▶ WHAT THE TASK REQUIRES
In the data below, which lines hold "frost"? Copy every one.

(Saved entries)
-------

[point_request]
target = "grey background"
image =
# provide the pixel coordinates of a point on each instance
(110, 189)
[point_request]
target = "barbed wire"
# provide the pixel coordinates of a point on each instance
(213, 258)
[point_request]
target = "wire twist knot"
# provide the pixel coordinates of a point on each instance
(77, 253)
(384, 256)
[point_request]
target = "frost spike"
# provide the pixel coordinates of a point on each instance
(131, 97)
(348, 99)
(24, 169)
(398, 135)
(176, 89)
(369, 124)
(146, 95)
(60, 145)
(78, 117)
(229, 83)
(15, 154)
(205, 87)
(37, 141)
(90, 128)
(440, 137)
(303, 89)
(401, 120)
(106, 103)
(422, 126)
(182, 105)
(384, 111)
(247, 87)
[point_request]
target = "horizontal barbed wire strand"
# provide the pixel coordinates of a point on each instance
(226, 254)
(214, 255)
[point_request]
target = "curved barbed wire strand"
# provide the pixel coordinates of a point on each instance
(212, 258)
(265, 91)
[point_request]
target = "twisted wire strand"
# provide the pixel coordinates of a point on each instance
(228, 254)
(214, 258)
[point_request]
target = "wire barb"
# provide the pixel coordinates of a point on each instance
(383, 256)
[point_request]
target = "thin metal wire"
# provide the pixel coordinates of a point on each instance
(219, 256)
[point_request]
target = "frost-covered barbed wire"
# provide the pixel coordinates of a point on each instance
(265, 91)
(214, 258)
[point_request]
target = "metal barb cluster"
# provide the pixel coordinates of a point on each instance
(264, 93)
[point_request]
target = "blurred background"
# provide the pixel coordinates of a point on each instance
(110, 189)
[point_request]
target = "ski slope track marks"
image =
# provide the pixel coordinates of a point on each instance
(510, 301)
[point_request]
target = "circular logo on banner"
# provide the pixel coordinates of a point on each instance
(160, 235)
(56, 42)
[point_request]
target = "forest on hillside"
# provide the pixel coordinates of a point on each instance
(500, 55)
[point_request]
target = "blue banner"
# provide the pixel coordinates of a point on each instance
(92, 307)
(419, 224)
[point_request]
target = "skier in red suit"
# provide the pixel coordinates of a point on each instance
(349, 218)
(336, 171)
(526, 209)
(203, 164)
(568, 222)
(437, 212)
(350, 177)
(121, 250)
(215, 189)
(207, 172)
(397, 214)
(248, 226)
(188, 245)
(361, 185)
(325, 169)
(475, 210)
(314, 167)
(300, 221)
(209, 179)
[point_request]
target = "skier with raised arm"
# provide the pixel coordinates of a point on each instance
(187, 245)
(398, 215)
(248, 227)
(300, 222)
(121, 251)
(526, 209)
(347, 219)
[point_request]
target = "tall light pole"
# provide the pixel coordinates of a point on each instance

-------

▶ RESPONSE
target = "frost spike"
target = "frost-covered barbed wire"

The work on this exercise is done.